- [WHAT THE EXERCISE ASKS]: Give only the lines from the one containing "of the shoulder" through the end of the material below, exactly as written.

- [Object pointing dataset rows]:
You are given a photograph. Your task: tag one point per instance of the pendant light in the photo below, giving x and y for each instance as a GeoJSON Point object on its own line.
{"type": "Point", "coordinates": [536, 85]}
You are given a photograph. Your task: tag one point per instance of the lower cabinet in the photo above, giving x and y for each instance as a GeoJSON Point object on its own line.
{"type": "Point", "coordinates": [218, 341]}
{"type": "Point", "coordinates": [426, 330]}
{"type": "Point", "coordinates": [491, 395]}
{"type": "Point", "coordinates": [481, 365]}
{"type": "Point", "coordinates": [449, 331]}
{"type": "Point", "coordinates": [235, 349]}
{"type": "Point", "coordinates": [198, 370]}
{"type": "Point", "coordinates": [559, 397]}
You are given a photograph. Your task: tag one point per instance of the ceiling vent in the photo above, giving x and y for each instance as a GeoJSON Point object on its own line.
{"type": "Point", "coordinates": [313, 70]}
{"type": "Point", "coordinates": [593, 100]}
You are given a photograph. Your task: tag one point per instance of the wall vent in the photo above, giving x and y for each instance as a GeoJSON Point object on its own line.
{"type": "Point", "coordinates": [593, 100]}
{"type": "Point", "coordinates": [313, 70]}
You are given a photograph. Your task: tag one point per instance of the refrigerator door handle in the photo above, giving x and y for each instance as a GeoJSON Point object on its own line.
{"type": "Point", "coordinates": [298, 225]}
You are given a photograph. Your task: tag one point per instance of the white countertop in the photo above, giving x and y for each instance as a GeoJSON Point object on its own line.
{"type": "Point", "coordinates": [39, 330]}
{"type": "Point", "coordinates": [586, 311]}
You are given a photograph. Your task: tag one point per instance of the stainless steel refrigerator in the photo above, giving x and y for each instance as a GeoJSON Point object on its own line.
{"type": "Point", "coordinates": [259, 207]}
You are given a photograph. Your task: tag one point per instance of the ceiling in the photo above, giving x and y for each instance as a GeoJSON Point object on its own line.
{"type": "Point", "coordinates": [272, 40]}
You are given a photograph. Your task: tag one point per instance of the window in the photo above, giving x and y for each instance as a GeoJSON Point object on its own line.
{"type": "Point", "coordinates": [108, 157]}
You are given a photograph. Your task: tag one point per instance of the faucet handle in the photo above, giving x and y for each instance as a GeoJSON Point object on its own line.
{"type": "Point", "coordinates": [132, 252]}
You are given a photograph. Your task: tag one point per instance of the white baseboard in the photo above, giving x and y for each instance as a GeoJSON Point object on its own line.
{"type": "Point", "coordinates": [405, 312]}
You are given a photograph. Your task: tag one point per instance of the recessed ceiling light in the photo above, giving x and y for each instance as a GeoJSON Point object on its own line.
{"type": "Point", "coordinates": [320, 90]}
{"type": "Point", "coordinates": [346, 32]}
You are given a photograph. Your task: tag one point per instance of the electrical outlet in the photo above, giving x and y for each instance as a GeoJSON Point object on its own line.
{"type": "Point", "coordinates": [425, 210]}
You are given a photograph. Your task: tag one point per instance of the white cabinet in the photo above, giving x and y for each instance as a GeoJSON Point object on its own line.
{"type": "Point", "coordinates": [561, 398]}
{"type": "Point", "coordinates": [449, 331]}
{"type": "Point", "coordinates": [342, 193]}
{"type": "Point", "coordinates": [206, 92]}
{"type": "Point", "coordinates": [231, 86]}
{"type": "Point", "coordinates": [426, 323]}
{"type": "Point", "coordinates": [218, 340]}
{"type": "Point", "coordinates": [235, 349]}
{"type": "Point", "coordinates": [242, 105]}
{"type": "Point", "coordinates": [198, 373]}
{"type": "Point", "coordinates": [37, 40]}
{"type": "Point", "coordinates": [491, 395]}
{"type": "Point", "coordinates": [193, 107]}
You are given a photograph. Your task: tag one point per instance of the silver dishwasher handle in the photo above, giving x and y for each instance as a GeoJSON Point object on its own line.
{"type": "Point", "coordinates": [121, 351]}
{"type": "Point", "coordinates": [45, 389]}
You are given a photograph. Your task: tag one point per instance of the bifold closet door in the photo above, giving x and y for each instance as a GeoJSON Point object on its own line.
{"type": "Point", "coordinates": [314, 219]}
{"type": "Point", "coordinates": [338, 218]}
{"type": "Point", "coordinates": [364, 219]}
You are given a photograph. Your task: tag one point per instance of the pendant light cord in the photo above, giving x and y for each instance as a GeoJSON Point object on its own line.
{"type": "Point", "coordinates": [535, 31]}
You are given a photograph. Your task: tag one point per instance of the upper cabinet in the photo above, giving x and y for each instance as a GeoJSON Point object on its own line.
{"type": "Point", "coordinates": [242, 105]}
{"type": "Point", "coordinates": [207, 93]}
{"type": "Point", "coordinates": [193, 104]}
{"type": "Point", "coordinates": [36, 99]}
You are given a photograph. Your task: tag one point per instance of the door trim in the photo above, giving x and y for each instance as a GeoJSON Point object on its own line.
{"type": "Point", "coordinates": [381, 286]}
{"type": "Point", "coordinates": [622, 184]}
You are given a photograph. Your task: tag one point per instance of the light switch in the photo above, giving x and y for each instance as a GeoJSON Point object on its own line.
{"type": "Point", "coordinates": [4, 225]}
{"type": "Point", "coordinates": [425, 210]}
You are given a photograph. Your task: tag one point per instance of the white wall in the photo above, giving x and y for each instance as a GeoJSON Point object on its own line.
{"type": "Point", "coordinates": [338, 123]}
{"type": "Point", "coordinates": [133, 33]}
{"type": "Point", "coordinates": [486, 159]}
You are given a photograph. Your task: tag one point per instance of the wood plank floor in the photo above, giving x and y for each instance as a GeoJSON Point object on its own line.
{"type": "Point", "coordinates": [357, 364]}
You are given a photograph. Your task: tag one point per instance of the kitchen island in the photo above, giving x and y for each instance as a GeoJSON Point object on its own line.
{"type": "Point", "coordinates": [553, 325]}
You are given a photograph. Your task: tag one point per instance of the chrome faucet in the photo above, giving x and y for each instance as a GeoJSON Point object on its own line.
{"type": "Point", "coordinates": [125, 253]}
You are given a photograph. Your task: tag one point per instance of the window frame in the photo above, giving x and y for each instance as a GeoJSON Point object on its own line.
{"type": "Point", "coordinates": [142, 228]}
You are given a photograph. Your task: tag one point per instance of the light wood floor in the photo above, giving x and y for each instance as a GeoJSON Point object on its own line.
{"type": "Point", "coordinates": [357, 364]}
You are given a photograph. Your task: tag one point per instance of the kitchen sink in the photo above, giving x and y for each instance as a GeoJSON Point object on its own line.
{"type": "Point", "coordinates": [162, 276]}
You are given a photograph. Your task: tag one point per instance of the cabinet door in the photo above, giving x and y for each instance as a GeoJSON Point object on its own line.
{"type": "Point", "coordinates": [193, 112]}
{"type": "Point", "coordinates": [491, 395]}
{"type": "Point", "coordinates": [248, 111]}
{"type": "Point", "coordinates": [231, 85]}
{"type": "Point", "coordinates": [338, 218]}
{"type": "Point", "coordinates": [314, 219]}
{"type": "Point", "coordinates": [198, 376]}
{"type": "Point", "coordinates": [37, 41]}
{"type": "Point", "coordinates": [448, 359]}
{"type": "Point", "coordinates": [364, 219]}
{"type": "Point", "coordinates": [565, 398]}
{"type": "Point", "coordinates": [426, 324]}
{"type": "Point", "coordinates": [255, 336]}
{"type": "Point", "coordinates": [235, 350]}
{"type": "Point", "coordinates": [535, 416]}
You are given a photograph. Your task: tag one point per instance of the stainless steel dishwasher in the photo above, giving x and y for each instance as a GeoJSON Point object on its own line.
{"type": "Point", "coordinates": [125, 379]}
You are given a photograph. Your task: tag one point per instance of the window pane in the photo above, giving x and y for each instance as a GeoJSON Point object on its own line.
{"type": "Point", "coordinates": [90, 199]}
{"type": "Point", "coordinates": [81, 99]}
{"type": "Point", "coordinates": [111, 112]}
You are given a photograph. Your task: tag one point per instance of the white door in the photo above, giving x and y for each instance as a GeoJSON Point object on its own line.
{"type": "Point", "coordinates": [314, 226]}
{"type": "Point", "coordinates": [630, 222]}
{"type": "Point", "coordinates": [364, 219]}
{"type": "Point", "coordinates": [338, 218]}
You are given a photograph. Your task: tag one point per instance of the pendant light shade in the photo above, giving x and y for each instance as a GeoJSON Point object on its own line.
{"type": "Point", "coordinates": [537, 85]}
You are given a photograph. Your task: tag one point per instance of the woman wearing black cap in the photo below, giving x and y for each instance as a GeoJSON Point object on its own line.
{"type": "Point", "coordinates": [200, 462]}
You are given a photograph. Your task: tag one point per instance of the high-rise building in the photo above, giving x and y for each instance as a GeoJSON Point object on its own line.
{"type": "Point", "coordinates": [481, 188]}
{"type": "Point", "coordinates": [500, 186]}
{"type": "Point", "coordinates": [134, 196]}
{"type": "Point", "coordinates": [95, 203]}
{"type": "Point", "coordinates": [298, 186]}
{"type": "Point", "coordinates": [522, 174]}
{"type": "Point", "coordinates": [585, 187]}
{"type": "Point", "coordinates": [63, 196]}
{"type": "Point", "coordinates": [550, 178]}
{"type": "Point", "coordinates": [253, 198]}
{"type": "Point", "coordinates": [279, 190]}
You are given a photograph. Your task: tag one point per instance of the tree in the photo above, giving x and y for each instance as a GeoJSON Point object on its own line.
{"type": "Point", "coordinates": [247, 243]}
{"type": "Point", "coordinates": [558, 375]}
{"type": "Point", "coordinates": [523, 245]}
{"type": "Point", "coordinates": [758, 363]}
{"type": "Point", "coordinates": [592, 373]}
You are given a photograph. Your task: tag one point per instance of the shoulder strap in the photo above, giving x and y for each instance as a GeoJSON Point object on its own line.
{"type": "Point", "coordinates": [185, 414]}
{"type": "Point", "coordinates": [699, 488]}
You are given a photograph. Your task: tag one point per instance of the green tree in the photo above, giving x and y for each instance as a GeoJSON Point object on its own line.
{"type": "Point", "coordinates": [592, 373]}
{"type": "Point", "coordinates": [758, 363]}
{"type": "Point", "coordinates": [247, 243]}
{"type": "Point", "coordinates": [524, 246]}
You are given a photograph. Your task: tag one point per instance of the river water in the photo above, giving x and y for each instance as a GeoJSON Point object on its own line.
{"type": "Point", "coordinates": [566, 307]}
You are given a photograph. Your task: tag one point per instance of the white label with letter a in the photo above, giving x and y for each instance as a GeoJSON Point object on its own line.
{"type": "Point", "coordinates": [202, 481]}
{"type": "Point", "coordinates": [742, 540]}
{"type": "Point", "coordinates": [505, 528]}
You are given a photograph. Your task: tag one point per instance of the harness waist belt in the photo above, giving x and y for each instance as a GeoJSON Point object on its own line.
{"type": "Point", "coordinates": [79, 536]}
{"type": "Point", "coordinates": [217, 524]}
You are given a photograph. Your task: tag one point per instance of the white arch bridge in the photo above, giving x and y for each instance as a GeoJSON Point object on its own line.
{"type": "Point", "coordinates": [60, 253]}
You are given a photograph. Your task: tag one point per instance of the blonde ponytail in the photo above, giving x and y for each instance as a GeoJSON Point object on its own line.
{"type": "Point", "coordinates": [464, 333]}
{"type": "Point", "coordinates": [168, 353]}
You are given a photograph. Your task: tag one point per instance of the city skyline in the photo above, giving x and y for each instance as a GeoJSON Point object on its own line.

- [RESPONSE BELOW]:
You are given a photograph. Your task: tag one point per instance of the shoulder strap in the photo above, giving x and y for each instance as a GeoJSON Point object on its own line.
{"type": "Point", "coordinates": [185, 414]}
{"type": "Point", "coordinates": [699, 488]}
You are given a photograph. Your task: tag one point per instance of the green tree in the photo above, giving x and y for each instance as a GeoJSON Point object on its own line.
{"type": "Point", "coordinates": [592, 373]}
{"type": "Point", "coordinates": [758, 363]}
{"type": "Point", "coordinates": [247, 243]}
{"type": "Point", "coordinates": [524, 246]}
You are given a photograph. Your task: tag one point per instance of the river water in the photo above, giving x and y for each instance as a GeoJSON Point object on its own line.
{"type": "Point", "coordinates": [566, 307]}
You are given a photograph. Your task: tag one point per instance of the white label with letter a in the photo above, giving x and y for each instance as a GeoJSON Point object on its own line.
{"type": "Point", "coordinates": [202, 481]}
{"type": "Point", "coordinates": [742, 540]}
{"type": "Point", "coordinates": [505, 528]}
You are given a photograph. Your task: tag one point per instance of the harness waist belt in the photo above, giving x and y for each instance as a GeoJSON Point object on its own line.
{"type": "Point", "coordinates": [79, 536]}
{"type": "Point", "coordinates": [217, 524]}
You are given a photograph. Your task: tag one point per instance of the white arch bridge in the photo above, giving x and y for each instance as a GeoJSON Point object on its own line.
{"type": "Point", "coordinates": [60, 253]}
You are given a photograph. Your task: tag one point per instance of the blonde ponytail in the photo above, giving x and y for each instance as a GeoJSON Point object on its own line.
{"type": "Point", "coordinates": [464, 333]}
{"type": "Point", "coordinates": [168, 353]}
You are given a photograph. Your task: tag one point per instance of the city skyline in the photo above, giving x and y for each instance as a GeoJSON Point object on its own line.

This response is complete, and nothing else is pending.